• [Goal] Retype every entry word for word.

• [Provided records]
┌──
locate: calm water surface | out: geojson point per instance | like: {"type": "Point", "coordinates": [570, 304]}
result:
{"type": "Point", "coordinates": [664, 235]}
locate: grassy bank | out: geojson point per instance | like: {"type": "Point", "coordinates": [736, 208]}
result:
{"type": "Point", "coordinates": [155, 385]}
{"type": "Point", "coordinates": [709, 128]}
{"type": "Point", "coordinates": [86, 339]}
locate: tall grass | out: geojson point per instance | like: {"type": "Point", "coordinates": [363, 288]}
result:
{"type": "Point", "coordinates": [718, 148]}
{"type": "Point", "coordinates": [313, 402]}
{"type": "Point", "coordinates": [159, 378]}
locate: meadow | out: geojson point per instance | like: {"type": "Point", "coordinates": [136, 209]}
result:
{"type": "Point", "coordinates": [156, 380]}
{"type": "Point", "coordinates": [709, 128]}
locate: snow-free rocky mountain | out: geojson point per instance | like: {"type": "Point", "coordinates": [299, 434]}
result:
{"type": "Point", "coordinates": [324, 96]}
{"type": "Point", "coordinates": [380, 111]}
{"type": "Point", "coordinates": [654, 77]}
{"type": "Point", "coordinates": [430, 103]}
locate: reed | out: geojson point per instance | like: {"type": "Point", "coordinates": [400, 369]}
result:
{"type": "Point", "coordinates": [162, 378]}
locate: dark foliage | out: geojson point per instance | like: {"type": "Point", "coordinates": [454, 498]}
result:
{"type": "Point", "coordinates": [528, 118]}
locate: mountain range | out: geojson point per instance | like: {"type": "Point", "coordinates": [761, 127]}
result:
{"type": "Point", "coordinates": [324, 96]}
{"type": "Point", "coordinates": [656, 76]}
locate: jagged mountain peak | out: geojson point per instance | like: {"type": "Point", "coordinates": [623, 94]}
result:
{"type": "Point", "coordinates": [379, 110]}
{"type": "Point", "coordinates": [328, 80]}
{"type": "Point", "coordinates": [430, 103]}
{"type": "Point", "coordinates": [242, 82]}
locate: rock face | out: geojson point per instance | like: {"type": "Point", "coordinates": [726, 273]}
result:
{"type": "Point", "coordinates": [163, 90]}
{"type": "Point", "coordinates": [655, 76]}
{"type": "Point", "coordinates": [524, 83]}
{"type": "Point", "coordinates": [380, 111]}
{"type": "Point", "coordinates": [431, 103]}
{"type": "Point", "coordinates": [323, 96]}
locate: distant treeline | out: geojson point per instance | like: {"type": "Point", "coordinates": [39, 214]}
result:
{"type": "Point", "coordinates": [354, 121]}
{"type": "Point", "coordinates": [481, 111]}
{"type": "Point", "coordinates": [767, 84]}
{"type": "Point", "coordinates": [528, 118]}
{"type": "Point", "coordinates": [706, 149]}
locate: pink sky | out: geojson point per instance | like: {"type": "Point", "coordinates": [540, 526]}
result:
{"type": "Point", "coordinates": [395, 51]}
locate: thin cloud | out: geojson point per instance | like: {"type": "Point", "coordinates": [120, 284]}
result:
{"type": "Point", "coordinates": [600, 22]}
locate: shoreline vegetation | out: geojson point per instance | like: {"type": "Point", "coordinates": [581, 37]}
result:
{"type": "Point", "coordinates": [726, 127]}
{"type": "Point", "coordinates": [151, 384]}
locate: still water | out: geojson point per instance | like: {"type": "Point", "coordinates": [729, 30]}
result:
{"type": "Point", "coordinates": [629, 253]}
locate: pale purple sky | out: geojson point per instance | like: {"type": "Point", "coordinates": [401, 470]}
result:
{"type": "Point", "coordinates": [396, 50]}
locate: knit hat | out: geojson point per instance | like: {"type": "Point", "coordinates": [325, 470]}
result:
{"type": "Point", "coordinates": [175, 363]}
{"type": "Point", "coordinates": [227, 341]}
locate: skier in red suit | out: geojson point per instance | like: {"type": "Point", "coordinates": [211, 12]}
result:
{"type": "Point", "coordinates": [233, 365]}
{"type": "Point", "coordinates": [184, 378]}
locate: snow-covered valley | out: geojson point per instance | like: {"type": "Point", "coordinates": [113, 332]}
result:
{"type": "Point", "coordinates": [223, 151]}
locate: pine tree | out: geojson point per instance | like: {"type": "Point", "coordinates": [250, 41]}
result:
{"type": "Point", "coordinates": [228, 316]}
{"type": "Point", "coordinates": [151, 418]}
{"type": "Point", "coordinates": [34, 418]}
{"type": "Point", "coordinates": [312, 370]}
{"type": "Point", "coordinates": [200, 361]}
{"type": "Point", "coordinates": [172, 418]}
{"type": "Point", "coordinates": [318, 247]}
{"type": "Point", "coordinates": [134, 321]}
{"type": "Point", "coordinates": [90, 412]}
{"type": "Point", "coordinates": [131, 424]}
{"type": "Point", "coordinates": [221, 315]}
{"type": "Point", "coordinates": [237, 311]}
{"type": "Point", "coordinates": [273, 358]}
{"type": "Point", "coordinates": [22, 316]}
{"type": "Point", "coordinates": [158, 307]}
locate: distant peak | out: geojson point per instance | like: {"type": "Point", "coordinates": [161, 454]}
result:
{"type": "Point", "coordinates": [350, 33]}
└──
• [Task response]
locate: calm water surface | out: geojson point per instance | like: {"type": "Point", "coordinates": [570, 304]}
result:
{"type": "Point", "coordinates": [664, 235]}
locate: grassy bank | out: geojson point per instance | like: {"type": "Point", "coordinates": [736, 208]}
result:
{"type": "Point", "coordinates": [155, 385]}
{"type": "Point", "coordinates": [709, 128]}
{"type": "Point", "coordinates": [86, 339]}
locate: tall grass | out: geojson point per instance | like: {"type": "Point", "coordinates": [363, 288]}
result:
{"type": "Point", "coordinates": [718, 148]}
{"type": "Point", "coordinates": [313, 402]}
{"type": "Point", "coordinates": [159, 378]}
locate: meadow | out: geojson point per instance | like: {"type": "Point", "coordinates": [136, 209]}
result:
{"type": "Point", "coordinates": [156, 380]}
{"type": "Point", "coordinates": [709, 128]}
locate: snow-free rocky mountain | out: geojson point per instance | like: {"type": "Point", "coordinates": [299, 434]}
result:
{"type": "Point", "coordinates": [324, 96]}
{"type": "Point", "coordinates": [380, 111]}
{"type": "Point", "coordinates": [654, 77]}
{"type": "Point", "coordinates": [430, 103]}
locate: reed | out: geojson point per instance | like: {"type": "Point", "coordinates": [400, 369]}
result:
{"type": "Point", "coordinates": [162, 378]}
locate: dark foliage | out: geojson point per instance | like: {"type": "Point", "coordinates": [454, 498]}
result:
{"type": "Point", "coordinates": [528, 118]}
locate: mountain range | out: geojson point per instance | like: {"type": "Point", "coordinates": [761, 127]}
result:
{"type": "Point", "coordinates": [324, 96]}
{"type": "Point", "coordinates": [656, 76]}
locate: jagged mountain peak | out: geojson point per instance | like: {"type": "Point", "coordinates": [623, 94]}
result:
{"type": "Point", "coordinates": [379, 110]}
{"type": "Point", "coordinates": [328, 80]}
{"type": "Point", "coordinates": [430, 103]}
{"type": "Point", "coordinates": [242, 82]}
locate: rock face | out: geojson point per instance | like: {"type": "Point", "coordinates": [726, 273]}
result:
{"type": "Point", "coordinates": [163, 90]}
{"type": "Point", "coordinates": [655, 76]}
{"type": "Point", "coordinates": [524, 83]}
{"type": "Point", "coordinates": [380, 111]}
{"type": "Point", "coordinates": [431, 103]}
{"type": "Point", "coordinates": [323, 96]}
locate: distant treeline | out: geojson point per instance | like: {"type": "Point", "coordinates": [39, 214]}
result:
{"type": "Point", "coordinates": [354, 121]}
{"type": "Point", "coordinates": [481, 111]}
{"type": "Point", "coordinates": [767, 84]}
{"type": "Point", "coordinates": [528, 118]}
{"type": "Point", "coordinates": [706, 149]}
locate: pink sky | out: geojson point per instance | like: {"type": "Point", "coordinates": [540, 526]}
result:
{"type": "Point", "coordinates": [395, 51]}
locate: thin cloud | out: geojson point per instance | like: {"type": "Point", "coordinates": [120, 284]}
result:
{"type": "Point", "coordinates": [600, 22]}
locate: shoreline vegetation | out: geojson point per instance | like: {"type": "Point", "coordinates": [581, 37]}
result:
{"type": "Point", "coordinates": [726, 127]}
{"type": "Point", "coordinates": [151, 384]}
locate: still water | out: geojson point per instance | like: {"type": "Point", "coordinates": [729, 30]}
result:
{"type": "Point", "coordinates": [629, 253]}
locate: pale purple sky | out: geojson point per instance | like: {"type": "Point", "coordinates": [401, 470]}
result:
{"type": "Point", "coordinates": [396, 50]}
locate: knit hat | out: geojson point per instance | like: {"type": "Point", "coordinates": [325, 470]}
result:
{"type": "Point", "coordinates": [175, 363]}
{"type": "Point", "coordinates": [227, 341]}
locate: skier in red suit | out: geojson point per instance | like: {"type": "Point", "coordinates": [211, 12]}
result:
{"type": "Point", "coordinates": [233, 365]}
{"type": "Point", "coordinates": [184, 378]}
locate: snow-covered valley | out: geojson point per instance | like: {"type": "Point", "coordinates": [113, 332]}
result:
{"type": "Point", "coordinates": [223, 151]}
locate: pine tree | out: geojson point per instance | like: {"type": "Point", "coordinates": [250, 41]}
result:
{"type": "Point", "coordinates": [228, 316]}
{"type": "Point", "coordinates": [151, 418]}
{"type": "Point", "coordinates": [34, 418]}
{"type": "Point", "coordinates": [312, 370]}
{"type": "Point", "coordinates": [200, 361]}
{"type": "Point", "coordinates": [172, 418]}
{"type": "Point", "coordinates": [318, 247]}
{"type": "Point", "coordinates": [134, 321]}
{"type": "Point", "coordinates": [90, 412]}
{"type": "Point", "coordinates": [131, 424]}
{"type": "Point", "coordinates": [221, 315]}
{"type": "Point", "coordinates": [237, 311]}
{"type": "Point", "coordinates": [273, 358]}
{"type": "Point", "coordinates": [22, 316]}
{"type": "Point", "coordinates": [158, 307]}
locate: distant peak | out: geojson point per instance | like: {"type": "Point", "coordinates": [161, 454]}
result:
{"type": "Point", "coordinates": [350, 33]}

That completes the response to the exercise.